RECORDS FOR THE TASK:
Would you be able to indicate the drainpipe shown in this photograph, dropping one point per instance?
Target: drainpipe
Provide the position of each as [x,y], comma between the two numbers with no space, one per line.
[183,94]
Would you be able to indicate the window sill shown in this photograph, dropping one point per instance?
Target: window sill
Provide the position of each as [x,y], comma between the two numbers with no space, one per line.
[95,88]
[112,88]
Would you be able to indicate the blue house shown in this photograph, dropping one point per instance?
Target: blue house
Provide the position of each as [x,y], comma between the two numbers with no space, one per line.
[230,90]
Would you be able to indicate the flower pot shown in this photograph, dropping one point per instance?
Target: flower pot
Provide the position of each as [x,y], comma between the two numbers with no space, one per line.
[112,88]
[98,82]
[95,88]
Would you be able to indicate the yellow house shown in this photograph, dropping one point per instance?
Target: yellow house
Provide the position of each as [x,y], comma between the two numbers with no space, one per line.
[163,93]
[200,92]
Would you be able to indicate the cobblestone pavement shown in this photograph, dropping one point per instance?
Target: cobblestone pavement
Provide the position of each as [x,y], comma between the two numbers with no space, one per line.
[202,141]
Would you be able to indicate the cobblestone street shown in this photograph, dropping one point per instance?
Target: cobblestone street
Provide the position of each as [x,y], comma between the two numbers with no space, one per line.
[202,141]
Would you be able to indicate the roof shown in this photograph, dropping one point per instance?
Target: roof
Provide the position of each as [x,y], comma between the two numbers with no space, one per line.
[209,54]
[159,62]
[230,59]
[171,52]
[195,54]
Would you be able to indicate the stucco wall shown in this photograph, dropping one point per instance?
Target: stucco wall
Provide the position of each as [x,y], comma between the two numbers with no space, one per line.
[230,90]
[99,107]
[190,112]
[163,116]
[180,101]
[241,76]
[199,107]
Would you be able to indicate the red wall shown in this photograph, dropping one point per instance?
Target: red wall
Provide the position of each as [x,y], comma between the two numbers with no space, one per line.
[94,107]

WORK ORDER:
Report each line of the entries where the word "able" occurs.

RESPONSE:
Would you be able to indicate the drainpipe shown in this photograph, dropping one point per instance?
Would you be able to indicate the window sill shown in this photograph, dropping one point per instance?
Would you be able to indicate the blue house shown in this photograph, dropping one point per instance?
Would you be able to indicate the flower pot shown in this photograph, dropping one point per instance?
Would you be able to indicate the yellow house shown in this photograph, dropping one point per instance?
Would you be able to indicate the cobblestone pavement shown in this photograph, dropping one point per instance?
Would you be able to indicate the cobblestone street shown in this photograph, dropping one point per instance?
Would you be able to indicate the roof shown in this photograph, dropping one point per instance?
Would you be able to indicate the stucco wall shown in this photograph, dropping one point per instance?
Would you be able to indicate the red wall shown in this photograph, dropping one point per instance?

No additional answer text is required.